BRIEF
Find "pavement in the photo above." in the data below; transcribe the line it appears on and each line after it, exactly, to the end, and nothing else.
* Start MATERIAL *
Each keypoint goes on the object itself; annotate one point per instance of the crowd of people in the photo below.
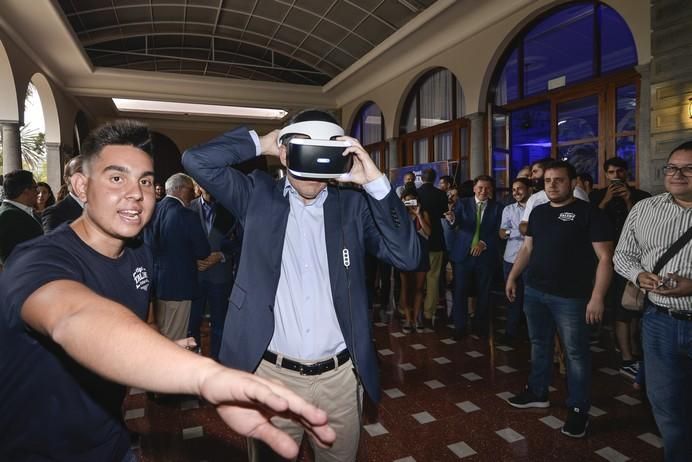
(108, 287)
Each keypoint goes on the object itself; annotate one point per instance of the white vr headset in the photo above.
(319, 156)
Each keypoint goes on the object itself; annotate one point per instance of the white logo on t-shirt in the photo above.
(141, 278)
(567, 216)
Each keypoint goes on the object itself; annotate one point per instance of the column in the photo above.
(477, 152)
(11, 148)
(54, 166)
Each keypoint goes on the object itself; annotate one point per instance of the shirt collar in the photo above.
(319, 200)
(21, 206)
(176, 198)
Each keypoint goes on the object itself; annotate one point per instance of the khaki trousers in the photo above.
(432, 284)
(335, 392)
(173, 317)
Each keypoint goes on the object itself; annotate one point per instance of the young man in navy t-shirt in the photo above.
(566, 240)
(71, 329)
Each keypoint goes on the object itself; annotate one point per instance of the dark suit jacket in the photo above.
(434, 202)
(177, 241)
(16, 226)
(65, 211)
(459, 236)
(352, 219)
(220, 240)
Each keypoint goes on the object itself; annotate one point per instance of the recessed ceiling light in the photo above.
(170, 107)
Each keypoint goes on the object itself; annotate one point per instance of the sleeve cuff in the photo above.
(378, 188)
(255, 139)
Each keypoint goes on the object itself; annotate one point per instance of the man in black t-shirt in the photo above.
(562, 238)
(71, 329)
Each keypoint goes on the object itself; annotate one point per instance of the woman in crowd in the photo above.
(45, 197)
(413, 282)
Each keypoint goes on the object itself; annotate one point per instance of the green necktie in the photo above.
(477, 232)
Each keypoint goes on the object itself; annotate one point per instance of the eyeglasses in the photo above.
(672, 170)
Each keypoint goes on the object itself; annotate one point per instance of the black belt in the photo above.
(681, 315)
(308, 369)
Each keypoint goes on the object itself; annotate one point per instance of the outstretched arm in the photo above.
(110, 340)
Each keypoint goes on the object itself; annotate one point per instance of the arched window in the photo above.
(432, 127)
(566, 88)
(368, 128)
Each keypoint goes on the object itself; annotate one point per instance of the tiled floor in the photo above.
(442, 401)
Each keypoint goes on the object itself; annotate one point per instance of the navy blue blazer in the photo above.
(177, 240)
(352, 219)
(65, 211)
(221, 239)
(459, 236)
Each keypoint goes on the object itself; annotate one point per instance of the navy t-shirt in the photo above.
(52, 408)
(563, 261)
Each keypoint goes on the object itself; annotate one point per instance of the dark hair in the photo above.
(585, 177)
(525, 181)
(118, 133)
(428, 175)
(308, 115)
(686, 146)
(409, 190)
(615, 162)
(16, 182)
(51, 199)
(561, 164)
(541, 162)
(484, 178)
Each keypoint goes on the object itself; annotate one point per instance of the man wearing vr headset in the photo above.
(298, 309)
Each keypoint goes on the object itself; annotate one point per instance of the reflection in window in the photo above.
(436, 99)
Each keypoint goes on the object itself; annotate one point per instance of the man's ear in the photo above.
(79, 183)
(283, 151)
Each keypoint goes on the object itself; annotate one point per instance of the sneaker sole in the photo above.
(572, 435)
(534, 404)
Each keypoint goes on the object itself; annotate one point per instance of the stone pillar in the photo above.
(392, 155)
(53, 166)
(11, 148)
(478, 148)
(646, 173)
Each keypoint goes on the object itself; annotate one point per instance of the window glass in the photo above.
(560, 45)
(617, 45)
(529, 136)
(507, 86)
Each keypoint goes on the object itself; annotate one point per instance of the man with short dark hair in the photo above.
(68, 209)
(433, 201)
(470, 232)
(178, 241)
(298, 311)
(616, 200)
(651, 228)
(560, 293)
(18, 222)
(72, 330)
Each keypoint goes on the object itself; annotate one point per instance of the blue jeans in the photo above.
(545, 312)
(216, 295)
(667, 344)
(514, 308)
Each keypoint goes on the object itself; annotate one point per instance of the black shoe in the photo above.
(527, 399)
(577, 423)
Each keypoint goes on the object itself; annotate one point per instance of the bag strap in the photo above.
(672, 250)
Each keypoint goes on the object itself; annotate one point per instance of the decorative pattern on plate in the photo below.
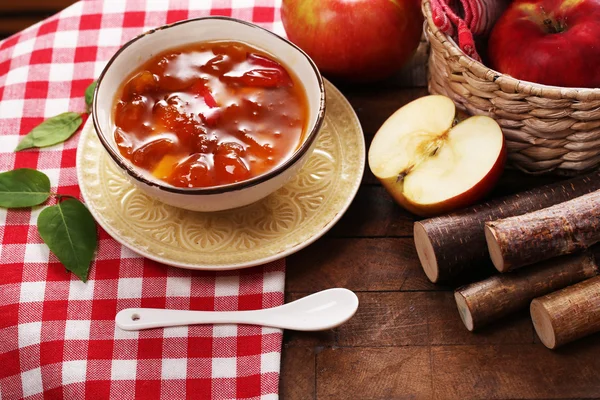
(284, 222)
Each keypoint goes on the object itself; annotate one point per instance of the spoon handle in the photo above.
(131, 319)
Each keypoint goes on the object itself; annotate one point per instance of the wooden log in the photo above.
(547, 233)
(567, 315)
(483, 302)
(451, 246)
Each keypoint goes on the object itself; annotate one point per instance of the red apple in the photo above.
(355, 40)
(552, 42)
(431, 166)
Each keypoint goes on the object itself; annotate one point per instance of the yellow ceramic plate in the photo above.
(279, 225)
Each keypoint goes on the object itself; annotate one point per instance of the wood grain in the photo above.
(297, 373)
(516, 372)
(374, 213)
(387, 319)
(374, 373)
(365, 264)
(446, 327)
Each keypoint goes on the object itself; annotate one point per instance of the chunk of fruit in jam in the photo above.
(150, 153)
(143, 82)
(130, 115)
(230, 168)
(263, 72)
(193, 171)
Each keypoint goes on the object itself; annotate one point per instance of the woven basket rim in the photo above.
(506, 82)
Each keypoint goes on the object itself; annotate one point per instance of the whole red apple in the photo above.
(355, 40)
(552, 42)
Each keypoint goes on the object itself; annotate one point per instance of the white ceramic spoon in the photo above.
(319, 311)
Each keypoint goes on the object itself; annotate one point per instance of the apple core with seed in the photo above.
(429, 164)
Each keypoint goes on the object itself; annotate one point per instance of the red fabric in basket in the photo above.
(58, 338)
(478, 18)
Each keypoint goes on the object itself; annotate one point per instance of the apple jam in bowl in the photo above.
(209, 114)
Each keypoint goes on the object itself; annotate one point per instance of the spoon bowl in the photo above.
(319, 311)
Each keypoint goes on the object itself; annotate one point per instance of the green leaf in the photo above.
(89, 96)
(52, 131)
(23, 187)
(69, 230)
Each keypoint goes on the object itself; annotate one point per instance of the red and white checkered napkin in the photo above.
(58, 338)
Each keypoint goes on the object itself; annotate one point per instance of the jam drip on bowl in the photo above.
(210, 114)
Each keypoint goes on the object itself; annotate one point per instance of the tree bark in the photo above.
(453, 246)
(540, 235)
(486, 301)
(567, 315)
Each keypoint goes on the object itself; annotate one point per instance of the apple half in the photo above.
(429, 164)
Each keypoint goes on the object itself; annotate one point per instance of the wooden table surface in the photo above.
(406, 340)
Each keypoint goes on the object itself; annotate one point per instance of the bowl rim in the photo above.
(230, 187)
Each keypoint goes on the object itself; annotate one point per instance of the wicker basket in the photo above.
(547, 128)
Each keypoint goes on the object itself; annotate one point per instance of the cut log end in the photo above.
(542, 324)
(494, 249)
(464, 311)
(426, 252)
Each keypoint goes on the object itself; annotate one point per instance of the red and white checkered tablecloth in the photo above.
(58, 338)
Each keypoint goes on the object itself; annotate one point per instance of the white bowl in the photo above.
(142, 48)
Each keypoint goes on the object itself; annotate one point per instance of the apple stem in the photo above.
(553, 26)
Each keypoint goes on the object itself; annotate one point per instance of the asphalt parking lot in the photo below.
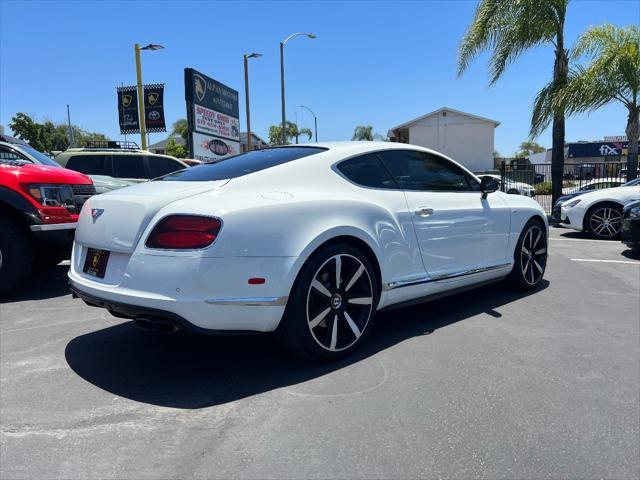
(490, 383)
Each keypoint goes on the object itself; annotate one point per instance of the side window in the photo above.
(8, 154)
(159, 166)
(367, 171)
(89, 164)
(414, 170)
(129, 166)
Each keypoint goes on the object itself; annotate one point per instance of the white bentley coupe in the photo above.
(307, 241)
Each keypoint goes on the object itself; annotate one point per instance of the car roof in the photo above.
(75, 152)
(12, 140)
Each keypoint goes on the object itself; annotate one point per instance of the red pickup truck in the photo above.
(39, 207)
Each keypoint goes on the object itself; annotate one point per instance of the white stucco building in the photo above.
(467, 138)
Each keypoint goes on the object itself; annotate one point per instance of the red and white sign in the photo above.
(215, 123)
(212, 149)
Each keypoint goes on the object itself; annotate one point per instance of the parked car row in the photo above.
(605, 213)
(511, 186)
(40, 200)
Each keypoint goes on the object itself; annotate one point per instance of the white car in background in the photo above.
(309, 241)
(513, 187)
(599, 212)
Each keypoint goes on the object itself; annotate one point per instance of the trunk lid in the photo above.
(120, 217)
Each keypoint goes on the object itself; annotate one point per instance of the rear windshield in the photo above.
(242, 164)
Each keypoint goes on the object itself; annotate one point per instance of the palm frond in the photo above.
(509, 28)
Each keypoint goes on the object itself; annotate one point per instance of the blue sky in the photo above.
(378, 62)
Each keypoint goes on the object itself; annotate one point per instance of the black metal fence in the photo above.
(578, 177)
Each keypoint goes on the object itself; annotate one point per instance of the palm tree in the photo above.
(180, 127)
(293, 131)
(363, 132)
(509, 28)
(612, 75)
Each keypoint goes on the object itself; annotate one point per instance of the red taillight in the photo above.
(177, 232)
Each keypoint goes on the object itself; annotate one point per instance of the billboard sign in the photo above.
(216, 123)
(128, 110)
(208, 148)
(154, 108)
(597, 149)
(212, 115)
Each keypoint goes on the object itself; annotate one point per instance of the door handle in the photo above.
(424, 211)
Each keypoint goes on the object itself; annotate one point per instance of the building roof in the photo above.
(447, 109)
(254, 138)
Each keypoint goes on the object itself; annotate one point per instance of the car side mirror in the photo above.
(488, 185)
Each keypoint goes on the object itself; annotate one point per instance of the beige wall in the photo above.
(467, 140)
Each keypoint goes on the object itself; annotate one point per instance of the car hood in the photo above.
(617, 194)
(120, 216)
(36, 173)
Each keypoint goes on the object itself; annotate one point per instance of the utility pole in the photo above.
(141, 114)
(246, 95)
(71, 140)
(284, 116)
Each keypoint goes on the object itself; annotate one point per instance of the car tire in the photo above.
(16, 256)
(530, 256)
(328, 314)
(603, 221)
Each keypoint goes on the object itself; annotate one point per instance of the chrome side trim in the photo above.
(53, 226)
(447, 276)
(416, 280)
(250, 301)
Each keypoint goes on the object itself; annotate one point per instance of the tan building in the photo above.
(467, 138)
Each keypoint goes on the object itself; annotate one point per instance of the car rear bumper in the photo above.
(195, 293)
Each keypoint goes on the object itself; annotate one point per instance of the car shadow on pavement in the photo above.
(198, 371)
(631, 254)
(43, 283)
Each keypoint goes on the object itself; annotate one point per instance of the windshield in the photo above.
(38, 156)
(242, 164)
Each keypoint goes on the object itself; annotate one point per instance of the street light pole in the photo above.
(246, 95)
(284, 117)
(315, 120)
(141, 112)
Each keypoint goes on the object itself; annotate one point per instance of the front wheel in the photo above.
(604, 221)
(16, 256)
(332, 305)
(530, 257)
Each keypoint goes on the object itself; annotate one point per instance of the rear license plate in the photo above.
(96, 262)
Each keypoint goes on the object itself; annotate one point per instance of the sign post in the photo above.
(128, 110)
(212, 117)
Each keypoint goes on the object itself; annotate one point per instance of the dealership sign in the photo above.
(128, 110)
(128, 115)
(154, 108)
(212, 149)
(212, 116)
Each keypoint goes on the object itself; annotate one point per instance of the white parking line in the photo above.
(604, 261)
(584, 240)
* End MATERIAL *
FULL RESPONSE
Each keypoint goes on the object itself; annotate one point per instance of the car shadow on pavement in the photo above.
(198, 371)
(631, 254)
(43, 283)
Each keypoint goes on the object itself; annotate one point per instance of the windshield in the photo above.
(38, 156)
(242, 164)
Each keypoint goes on the object itself; annotate one point per instance of the street light pole in the photo above.
(246, 95)
(284, 117)
(315, 120)
(141, 112)
Each keypoint goes on the object itself; annotate one point per instance of the front wheel in the photo above.
(604, 221)
(16, 256)
(332, 305)
(530, 257)
Each keypoint goes on the object itself; annotate one point per instance of the rear license plate in the photo above.
(96, 262)
Each keypoint goes on the object itself; annotate one point per instance of the sign post in the photo above.
(128, 110)
(212, 117)
Each keypoint goes on the object itself; annotate one point per instance of the dealership sign in the photo above.
(128, 110)
(128, 115)
(154, 108)
(212, 149)
(212, 116)
Each keypoint goes on the object itself; annotate one point per instance of the white parking line in the photo above.
(604, 261)
(584, 240)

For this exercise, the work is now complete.